*** Opening Excerpt provided ***

And the census, administered every 10 years, is the primary tool by which you are counted.

There’s a lot at stake: The census determines the allocation of federal funds, to the tune of $675 billion dollars per year. That data is used to monitor and enforce equal employment opportunities under the Civil Rights Act and housing opportunities under the Fair Housing Act; to identify population groups who may not be getting needed medical services under the Public Health Service Act; and to inform planning related to Medicaid, CHIP, TANF (welfare), housing block grants and more.

In other words, pretty important stuff.

new same-sex couple census options
The new options for same-sex couples on the census.

It also helps shape our understanding of our ever-changing society, projecting, for example, that the U.S. will become a “majority minority” country by 2044.

Sometimes the data itself can even help trigger a cultural change. In Massachusetts, for example, statewide data ended up helping to make the case for same-sex marriage.

“I lived in the state of Massachusetts for a very long time and Massachusetts was one of the first places where same-sex couples were granted rights and benefits. Massachusetts was the first state to legalize same-sex marriage," says Conron. "It was very powerful [to cite] information about the number and location of same-sex households in these discussions because we were able to say that there are lots of people who live in same-sex households and they're also households that include children.”

Because so many benefits accompany legal marriage, marriage advocates were able to make the point that it was unreasonable to deny so many households, responsible for children and others, access to the same rights and resources. “That argument was compelling in Massachusetts, and that argument was compelling at the Supreme Court level as well,” notes Conron.

*** Closing Excerpt provided ***
*** Opening Data under study ***

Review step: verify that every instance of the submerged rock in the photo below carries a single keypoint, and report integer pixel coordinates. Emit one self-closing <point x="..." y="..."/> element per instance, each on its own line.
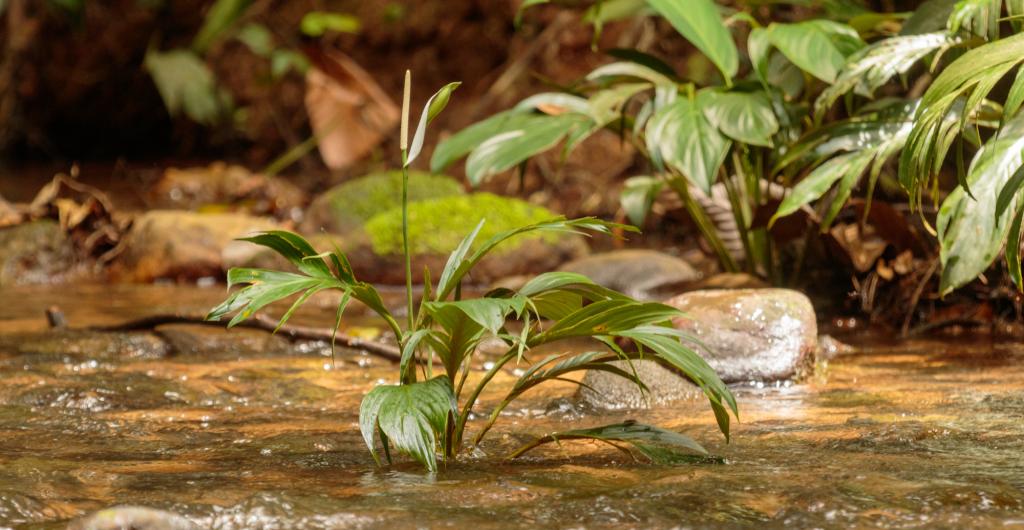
<point x="348" y="206"/>
<point x="36" y="252"/>
<point x="178" y="245"/>
<point x="436" y="228"/>
<point x="133" y="518"/>
<point x="643" y="274"/>
<point x="760" y="335"/>
<point x="604" y="390"/>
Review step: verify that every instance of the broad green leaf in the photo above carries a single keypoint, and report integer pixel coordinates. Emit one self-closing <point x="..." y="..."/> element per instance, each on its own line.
<point x="644" y="59"/>
<point x="700" y="23"/>
<point x="185" y="84"/>
<point x="875" y="65"/>
<point x="819" y="47"/>
<point x="679" y="136"/>
<point x="660" y="446"/>
<point x="219" y="18"/>
<point x="264" y="288"/>
<point x="257" y="38"/>
<point x="434" y="105"/>
<point x="315" y="24"/>
<point x="511" y="147"/>
<point x="850" y="165"/>
<point x="638" y="195"/>
<point x="581" y="226"/>
<point x="970" y="235"/>
<point x="745" y="117"/>
<point x="469" y="138"/>
<point x="609" y="10"/>
<point x="295" y="249"/>
<point x="517" y="20"/>
<point x="931" y="15"/>
<point x="413" y="416"/>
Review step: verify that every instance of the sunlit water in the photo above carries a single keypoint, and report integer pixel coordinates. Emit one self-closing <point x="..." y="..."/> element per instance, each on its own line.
<point x="259" y="433"/>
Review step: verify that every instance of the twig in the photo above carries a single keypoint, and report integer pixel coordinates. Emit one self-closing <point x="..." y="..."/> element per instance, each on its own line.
<point x="260" y="321"/>
<point x="916" y="297"/>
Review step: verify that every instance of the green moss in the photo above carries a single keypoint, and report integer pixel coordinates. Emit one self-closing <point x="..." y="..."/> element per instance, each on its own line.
<point x="356" y="201"/>
<point x="437" y="226"/>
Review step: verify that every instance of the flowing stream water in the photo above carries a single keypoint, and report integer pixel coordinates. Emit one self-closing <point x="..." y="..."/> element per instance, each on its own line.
<point x="244" y="430"/>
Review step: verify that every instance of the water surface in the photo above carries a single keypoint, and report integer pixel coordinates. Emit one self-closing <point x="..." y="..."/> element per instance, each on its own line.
<point x="243" y="430"/>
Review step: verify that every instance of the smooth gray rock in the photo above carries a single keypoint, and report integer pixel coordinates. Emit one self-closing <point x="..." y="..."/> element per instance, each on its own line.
<point x="751" y="334"/>
<point x="759" y="335"/>
<point x="133" y="518"/>
<point x="643" y="274"/>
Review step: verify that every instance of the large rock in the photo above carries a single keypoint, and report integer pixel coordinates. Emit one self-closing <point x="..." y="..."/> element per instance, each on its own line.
<point x="643" y="274"/>
<point x="133" y="518"/>
<point x="436" y="228"/>
<point x="348" y="206"/>
<point x="177" y="245"/>
<point x="758" y="335"/>
<point x="219" y="185"/>
<point x="36" y="252"/>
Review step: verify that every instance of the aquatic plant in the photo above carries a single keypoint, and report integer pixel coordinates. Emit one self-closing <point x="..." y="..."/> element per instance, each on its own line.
<point x="429" y="409"/>
<point x="770" y="132"/>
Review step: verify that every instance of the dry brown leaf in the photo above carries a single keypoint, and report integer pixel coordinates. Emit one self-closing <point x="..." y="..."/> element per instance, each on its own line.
<point x="348" y="111"/>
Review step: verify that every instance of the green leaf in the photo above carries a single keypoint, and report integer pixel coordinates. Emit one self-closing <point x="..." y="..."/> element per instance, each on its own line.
<point x="219" y="18"/>
<point x="508" y="149"/>
<point x="849" y="166"/>
<point x="931" y="15"/>
<point x="555" y="225"/>
<point x="413" y="416"/>
<point x="517" y="20"/>
<point x="745" y="117"/>
<point x="434" y="105"/>
<point x="679" y="136"/>
<point x="699" y="23"/>
<point x="876" y="64"/>
<point x="631" y="70"/>
<point x="970" y="235"/>
<point x="257" y="38"/>
<point x="659" y="445"/>
<point x="818" y="47"/>
<point x="461" y="143"/>
<point x="638" y="196"/>
<point x="315" y="24"/>
<point x="185" y="84"/>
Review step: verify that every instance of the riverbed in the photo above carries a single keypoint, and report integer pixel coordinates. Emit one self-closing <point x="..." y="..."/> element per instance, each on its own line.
<point x="243" y="430"/>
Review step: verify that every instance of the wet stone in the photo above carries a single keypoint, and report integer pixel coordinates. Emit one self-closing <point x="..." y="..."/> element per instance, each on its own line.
<point x="134" y="518"/>
<point x="76" y="343"/>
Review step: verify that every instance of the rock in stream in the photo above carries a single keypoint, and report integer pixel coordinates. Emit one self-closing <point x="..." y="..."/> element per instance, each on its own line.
<point x="754" y="335"/>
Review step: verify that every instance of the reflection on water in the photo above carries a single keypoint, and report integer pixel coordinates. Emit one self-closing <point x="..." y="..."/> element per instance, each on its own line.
<point x="259" y="433"/>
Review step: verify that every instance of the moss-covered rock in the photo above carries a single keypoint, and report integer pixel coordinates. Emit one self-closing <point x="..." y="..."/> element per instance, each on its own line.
<point x="437" y="226"/>
<point x="348" y="206"/>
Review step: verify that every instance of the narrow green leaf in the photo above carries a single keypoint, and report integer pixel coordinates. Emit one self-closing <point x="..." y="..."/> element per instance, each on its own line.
<point x="700" y="23"/>
<point x="434" y="105"/>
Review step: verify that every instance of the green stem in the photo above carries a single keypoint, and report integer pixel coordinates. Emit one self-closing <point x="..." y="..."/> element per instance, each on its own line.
<point x="404" y="237"/>
<point x="460" y="427"/>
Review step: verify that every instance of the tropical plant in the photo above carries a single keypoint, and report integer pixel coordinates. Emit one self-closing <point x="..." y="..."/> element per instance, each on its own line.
<point x="428" y="410"/>
<point x="754" y="135"/>
<point x="714" y="145"/>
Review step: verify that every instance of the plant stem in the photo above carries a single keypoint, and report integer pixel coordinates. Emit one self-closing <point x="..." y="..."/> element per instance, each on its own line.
<point x="404" y="238"/>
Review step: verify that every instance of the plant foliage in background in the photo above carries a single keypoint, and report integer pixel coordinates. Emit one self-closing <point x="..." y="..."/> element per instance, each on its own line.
<point x="769" y="128"/>
<point x="427" y="412"/>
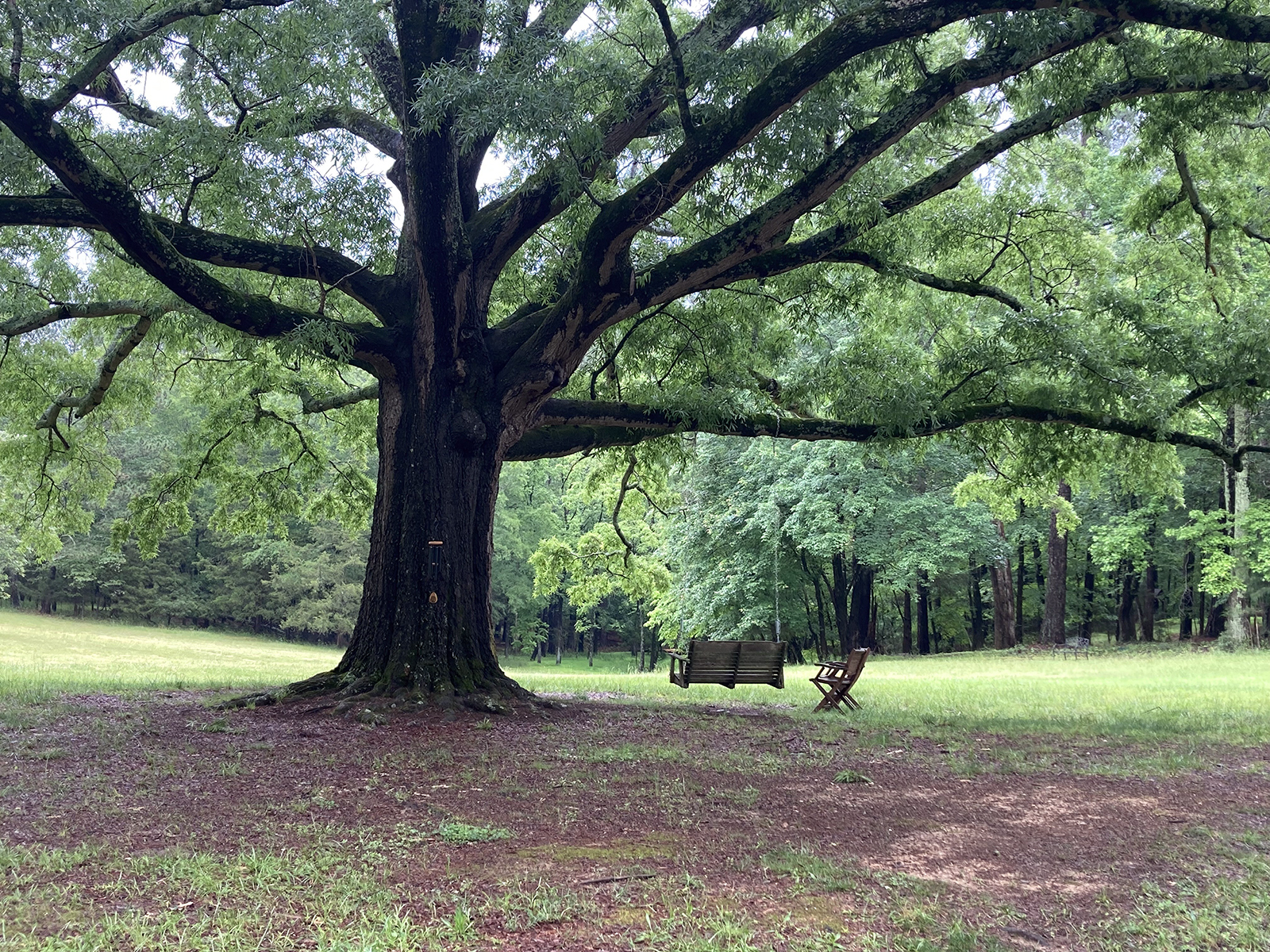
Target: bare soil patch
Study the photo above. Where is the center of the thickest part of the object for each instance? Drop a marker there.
(628, 810)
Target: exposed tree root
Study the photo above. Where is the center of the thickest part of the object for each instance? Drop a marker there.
(372, 701)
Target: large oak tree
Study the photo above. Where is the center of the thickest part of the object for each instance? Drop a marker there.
(660, 160)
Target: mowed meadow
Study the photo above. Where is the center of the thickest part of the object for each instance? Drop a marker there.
(1142, 693)
(44, 655)
(1110, 804)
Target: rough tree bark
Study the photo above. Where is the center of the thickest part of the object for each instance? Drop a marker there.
(1003, 597)
(976, 597)
(1126, 628)
(1054, 622)
(1019, 589)
(861, 606)
(1187, 605)
(1240, 423)
(924, 616)
(1147, 609)
(838, 593)
(906, 644)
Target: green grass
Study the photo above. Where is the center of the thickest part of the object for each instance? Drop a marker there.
(1134, 695)
(42, 657)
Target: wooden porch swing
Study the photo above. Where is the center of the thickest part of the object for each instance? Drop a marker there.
(729, 663)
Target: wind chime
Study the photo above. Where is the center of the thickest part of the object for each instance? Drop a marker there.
(433, 570)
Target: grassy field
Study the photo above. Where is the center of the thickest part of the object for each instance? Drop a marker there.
(154, 823)
(1133, 695)
(42, 655)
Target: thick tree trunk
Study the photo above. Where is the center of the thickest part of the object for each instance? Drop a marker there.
(425, 628)
(1054, 622)
(1090, 582)
(1003, 598)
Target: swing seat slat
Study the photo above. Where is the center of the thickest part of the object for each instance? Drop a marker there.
(729, 663)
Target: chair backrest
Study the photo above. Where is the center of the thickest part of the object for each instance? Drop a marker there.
(856, 664)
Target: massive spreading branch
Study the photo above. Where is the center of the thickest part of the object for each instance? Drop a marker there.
(660, 155)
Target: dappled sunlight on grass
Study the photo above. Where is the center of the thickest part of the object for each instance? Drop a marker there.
(1134, 695)
(42, 655)
(1147, 695)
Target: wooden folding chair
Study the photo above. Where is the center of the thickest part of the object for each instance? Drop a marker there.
(836, 678)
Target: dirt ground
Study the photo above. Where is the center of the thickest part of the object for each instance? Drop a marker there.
(624, 805)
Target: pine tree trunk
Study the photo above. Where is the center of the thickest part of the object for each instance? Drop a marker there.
(1003, 598)
(924, 617)
(1019, 593)
(906, 644)
(841, 613)
(1124, 617)
(1237, 605)
(1090, 582)
(977, 626)
(1041, 589)
(861, 603)
(1147, 609)
(1054, 622)
(1187, 606)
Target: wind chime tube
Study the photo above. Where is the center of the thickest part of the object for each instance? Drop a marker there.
(776, 575)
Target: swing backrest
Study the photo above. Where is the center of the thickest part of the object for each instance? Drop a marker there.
(730, 663)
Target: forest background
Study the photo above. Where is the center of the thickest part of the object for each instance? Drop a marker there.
(883, 546)
(1118, 263)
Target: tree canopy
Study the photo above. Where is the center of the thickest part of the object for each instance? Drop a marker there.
(1035, 224)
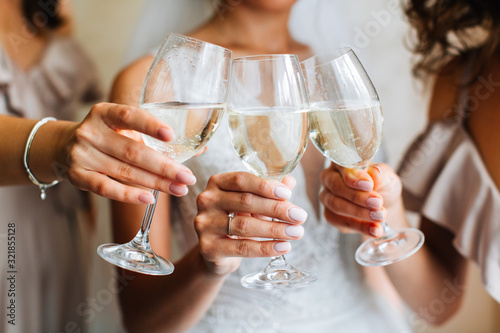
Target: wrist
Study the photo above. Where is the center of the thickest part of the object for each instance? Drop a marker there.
(48, 153)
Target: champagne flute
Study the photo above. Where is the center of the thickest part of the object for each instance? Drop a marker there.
(346, 126)
(269, 129)
(186, 87)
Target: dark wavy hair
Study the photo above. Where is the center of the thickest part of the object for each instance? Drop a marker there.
(44, 8)
(453, 29)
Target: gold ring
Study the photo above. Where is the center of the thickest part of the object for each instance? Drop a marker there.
(230, 219)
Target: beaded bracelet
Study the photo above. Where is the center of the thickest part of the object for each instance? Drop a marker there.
(33, 179)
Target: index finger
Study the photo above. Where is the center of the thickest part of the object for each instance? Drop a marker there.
(355, 178)
(247, 182)
(117, 116)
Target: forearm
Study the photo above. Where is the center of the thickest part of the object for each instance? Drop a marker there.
(172, 303)
(424, 278)
(46, 155)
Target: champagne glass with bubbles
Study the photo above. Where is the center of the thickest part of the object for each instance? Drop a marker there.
(186, 87)
(346, 126)
(268, 122)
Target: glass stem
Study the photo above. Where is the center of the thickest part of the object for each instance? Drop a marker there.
(141, 240)
(387, 231)
(277, 263)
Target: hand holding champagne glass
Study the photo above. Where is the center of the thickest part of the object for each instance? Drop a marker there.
(186, 87)
(269, 129)
(346, 126)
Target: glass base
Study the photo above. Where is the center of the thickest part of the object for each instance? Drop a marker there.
(278, 278)
(135, 259)
(387, 250)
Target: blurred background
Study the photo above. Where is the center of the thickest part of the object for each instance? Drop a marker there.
(114, 32)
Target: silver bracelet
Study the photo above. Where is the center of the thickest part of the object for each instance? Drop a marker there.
(33, 179)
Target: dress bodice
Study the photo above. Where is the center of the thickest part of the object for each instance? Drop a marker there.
(334, 303)
(51, 236)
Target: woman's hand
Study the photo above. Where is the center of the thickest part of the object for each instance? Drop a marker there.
(357, 200)
(105, 156)
(254, 201)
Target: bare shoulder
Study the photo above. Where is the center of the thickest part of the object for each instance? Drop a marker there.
(127, 85)
(484, 118)
(445, 92)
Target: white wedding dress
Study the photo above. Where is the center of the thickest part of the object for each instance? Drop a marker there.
(339, 301)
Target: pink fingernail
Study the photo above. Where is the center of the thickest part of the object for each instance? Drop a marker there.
(378, 215)
(365, 185)
(166, 134)
(185, 177)
(178, 189)
(282, 192)
(147, 198)
(294, 231)
(297, 214)
(282, 247)
(375, 203)
(375, 232)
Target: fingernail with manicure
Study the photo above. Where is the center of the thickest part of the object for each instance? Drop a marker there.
(378, 215)
(178, 189)
(147, 198)
(166, 134)
(375, 232)
(297, 214)
(282, 246)
(185, 177)
(294, 231)
(282, 192)
(365, 185)
(374, 203)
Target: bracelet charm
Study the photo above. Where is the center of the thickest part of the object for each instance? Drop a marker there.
(42, 186)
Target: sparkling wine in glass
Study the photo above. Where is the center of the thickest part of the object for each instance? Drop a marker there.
(186, 88)
(346, 126)
(269, 129)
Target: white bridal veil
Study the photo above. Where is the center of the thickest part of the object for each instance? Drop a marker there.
(375, 29)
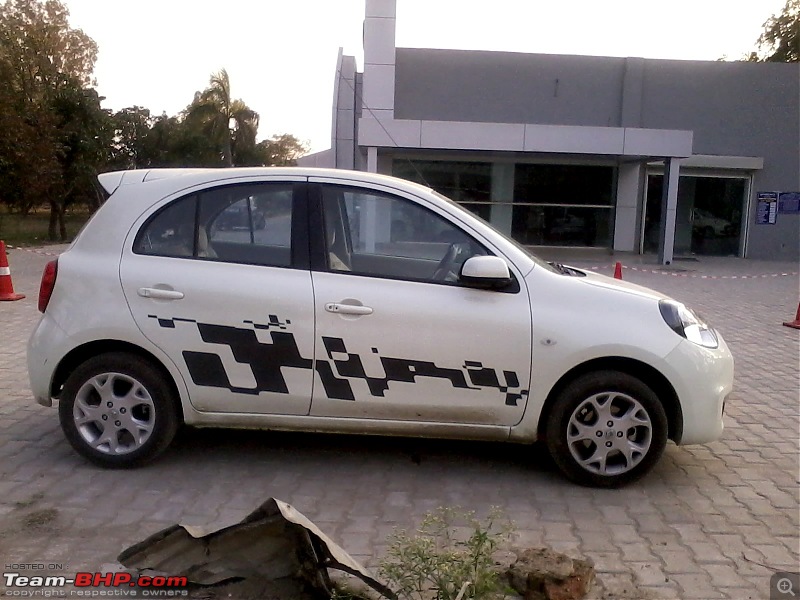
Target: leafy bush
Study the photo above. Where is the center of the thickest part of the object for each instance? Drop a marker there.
(448, 558)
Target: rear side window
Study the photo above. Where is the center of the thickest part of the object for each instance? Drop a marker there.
(171, 232)
(249, 224)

*** Closing Data under study ***

Answer these from the excerpt about the census:
(a) How often is the census administered?
(b) By what year does the text say the U.S. is projected to become a "majority minority" country?
(c) According to Conron, which state was the first to legalize same-sex marriage?

● **Solution to the problem**
(a) Every 10 years.
(b) 2044.
(c) Massachusetts.